▶ **What the task requires**
Turn every line of the listing below into a numbered list, and skip any blank lines.

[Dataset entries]
◆ ◆ ◆ ◆

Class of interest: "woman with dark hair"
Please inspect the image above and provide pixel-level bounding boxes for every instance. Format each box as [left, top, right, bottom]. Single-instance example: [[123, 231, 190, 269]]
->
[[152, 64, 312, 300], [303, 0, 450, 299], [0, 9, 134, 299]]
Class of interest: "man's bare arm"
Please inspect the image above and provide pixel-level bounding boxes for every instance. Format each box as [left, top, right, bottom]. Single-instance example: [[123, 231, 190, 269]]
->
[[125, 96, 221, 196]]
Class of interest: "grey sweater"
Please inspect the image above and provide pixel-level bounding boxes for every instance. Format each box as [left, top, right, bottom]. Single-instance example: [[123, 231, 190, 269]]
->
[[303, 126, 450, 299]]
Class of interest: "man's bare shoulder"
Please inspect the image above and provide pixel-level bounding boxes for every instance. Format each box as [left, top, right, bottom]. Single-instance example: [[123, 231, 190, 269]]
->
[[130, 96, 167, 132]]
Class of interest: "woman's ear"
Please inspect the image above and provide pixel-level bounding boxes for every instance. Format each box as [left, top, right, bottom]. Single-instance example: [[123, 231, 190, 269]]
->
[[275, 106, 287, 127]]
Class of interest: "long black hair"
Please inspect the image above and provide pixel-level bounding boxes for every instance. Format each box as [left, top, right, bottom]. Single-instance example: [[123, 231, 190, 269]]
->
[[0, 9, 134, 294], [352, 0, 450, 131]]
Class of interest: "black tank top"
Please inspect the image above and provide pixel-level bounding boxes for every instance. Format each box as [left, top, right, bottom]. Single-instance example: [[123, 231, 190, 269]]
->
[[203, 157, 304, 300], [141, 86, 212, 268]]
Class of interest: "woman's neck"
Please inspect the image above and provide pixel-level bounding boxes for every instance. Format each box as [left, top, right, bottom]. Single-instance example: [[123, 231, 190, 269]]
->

◆ ◆ ◆ ◆

▶ **Written answer**
1. Class of interest: "woman with dark hair"
2. Please inspect the image above and provide pixel-level bounding boxes for every instance. Format each box as [left, top, right, bottom]. Single-instance example: [[123, 231, 190, 269]]
3. ->
4. [[152, 64, 312, 300], [303, 0, 450, 299], [0, 9, 134, 299]]
5. Class of interest: "man's bare arm"
6. Please inspect the image above and provide pixel-level bounding boxes for every instance. Format each box as [left, top, right, bottom]. Single-instance example: [[123, 231, 190, 269]]
7. ->
8. [[125, 96, 221, 196]]
9. Class of interest: "grey sweater"
10. Please inspect the image above and provide pixel-level bounding boxes for every instance. Format each box as [left, top, right, bottom]. Single-instance example: [[123, 231, 190, 269]]
11. ->
12. [[303, 126, 450, 299]]
13. Class of interest: "man's bare shoulder"
14. Please inspect the image above and provide pixel-level bounding boxes for every instance. Format each box as [left, top, right, bottom]. Single-instance example: [[123, 231, 190, 269]]
15. ->
16. [[130, 96, 167, 132]]
17. Class of interest: "woman's ear"
18. Please inspect the image above and provide pixel-level bounding boxes for every instance. Format each box as [left, top, right, bottom]. Single-instance example: [[123, 231, 190, 269]]
19. ->
20. [[275, 106, 287, 127]]
21. Class of interest: "long black hair"
22. Please inspect the image above and provide pixel-level bounding boxes for every instance. Format each box as [left, top, right, bottom]. Single-instance example: [[123, 231, 190, 269]]
23. ->
24. [[0, 9, 134, 294], [352, 0, 450, 131]]
25. Class of interest: "black tank top"
26. Please inspect the image above and provide pixel-level bounding boxes for every instance. Format each box as [left, top, right, bottom]. Single-instance example: [[123, 231, 190, 269]]
27. ->
28. [[203, 157, 304, 300], [141, 86, 212, 268]]
29. Class of interest: "woman's neck"
30. Please inspect the image above and provide pixel-level bounding boxes for every instance. Format each box as [left, top, right, bottom]. Single-instance example: [[123, 231, 190, 269]]
31. ->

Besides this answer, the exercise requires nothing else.